⟨

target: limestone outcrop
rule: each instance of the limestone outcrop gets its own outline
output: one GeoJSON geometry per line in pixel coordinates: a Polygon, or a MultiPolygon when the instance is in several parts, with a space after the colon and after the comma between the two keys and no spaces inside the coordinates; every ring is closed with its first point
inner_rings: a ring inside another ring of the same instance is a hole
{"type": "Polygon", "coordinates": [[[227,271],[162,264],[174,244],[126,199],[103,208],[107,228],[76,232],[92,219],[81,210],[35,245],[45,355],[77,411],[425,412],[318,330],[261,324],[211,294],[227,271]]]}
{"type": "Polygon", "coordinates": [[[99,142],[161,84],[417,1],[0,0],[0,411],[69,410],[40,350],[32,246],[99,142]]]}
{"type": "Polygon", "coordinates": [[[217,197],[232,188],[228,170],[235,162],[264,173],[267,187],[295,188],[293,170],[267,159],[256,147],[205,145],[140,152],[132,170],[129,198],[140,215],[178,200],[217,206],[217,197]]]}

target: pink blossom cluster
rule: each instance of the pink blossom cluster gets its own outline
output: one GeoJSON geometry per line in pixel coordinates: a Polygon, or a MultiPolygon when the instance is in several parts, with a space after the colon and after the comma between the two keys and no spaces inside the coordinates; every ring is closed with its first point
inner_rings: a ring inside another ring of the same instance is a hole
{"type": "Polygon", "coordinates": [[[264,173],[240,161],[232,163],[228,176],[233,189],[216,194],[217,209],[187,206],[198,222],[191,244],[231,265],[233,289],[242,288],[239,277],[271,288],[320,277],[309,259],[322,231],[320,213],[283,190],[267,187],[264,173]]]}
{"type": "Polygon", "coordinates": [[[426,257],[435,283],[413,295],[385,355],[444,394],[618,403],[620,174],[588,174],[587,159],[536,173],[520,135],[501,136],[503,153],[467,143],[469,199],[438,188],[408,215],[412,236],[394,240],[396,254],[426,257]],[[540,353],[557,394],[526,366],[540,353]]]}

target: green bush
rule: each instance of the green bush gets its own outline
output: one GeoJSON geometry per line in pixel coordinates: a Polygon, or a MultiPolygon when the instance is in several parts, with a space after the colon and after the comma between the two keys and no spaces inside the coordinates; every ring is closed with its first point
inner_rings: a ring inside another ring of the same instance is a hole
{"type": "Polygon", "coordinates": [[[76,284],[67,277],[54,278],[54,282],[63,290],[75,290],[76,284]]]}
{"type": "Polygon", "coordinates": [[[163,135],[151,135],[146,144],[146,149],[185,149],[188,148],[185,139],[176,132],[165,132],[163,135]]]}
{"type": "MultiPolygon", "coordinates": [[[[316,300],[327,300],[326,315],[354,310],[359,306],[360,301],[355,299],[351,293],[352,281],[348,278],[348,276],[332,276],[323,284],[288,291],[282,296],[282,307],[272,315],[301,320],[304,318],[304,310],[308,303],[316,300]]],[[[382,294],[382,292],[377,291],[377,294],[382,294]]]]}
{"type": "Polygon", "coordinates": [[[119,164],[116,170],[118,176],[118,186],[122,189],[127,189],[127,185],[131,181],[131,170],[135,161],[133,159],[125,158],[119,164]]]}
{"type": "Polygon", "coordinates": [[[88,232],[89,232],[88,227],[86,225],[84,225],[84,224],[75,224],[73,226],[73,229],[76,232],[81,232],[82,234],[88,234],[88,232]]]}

⟩

> [Required action] The answer must consist of all the entries, copied exactly.

> [Response]
target: limestone outcrop
rule: each instance of the limestone outcrop gets its own outline
output: one GeoJSON geometry per line in pixel coordinates: a Polygon, or a MultiPolygon when the instance is in several parts, with a space after the colon and after the comma between the two keys and no spaces inside the coordinates; every ring is closed with its first point
inner_rings: a ring inside another ring of the same instance is a hole
{"type": "Polygon", "coordinates": [[[227,271],[162,264],[174,244],[126,199],[103,208],[107,228],[76,232],[92,219],[81,210],[35,245],[45,355],[77,411],[425,412],[318,330],[261,324],[211,294],[227,271]]]}
{"type": "Polygon", "coordinates": [[[99,142],[161,84],[417,1],[0,0],[0,411],[69,410],[40,350],[32,246],[99,142]]]}
{"type": "Polygon", "coordinates": [[[217,197],[232,188],[228,170],[235,162],[264,173],[267,187],[295,188],[293,170],[267,159],[256,147],[205,145],[140,152],[132,170],[129,198],[140,215],[178,200],[217,206],[217,197]]]}

target: pink blossom cluster
rule: each instance of the pink blossom cluster gets its own outline
output: one GeoJSON geometry per line in pixel coordinates: a Polygon, or a MultiPolygon when the instance is in several parts, with a space after the colon and after the comma between the two keys and no spaces inside the coordinates; every ring is closed with its first point
inner_rings: a ring inside another ring of the same instance is a hole
{"type": "Polygon", "coordinates": [[[264,173],[240,161],[232,163],[228,176],[233,189],[216,194],[217,209],[187,206],[198,222],[191,244],[231,265],[233,289],[242,288],[239,277],[271,288],[320,277],[309,259],[322,231],[320,213],[283,190],[267,187],[264,173]]]}
{"type": "Polygon", "coordinates": [[[426,257],[435,283],[413,295],[385,355],[444,394],[618,403],[620,174],[588,174],[587,159],[536,173],[520,135],[501,136],[503,153],[467,143],[469,199],[438,188],[408,215],[412,236],[394,240],[396,254],[426,257]],[[540,353],[557,394],[526,366],[540,353]]]}

target: green bush
rule: each instance of the green bush gets its own outline
output: one GeoJSON geometry per line in pixel coordinates: a Polygon, or a MultiPolygon when the instance is in several parts, with a space after the colon and after the comma between the two keys and no spaces inside the coordinates; every ring is closed with its first point
inner_rings: a ring inside another ring of the same instance is a hole
{"type": "Polygon", "coordinates": [[[76,284],[67,277],[54,278],[54,282],[63,290],[75,290],[76,284]]]}
{"type": "Polygon", "coordinates": [[[163,135],[151,135],[146,144],[146,149],[185,149],[188,148],[185,139],[176,132],[165,132],[163,135]]]}
{"type": "MultiPolygon", "coordinates": [[[[316,300],[327,300],[326,315],[354,310],[359,306],[360,301],[355,299],[351,293],[352,281],[348,278],[348,276],[332,276],[323,284],[288,291],[282,296],[282,307],[272,315],[301,320],[304,318],[304,310],[308,303],[316,300]]],[[[382,294],[382,292],[377,291],[377,294],[382,294]]]]}
{"type": "Polygon", "coordinates": [[[119,164],[116,170],[118,176],[118,186],[122,189],[127,189],[127,185],[131,181],[131,170],[135,161],[133,159],[125,158],[119,164]]]}
{"type": "Polygon", "coordinates": [[[88,232],[89,232],[88,227],[86,225],[84,225],[84,224],[75,224],[73,226],[73,229],[76,232],[81,232],[82,234],[88,234],[88,232]]]}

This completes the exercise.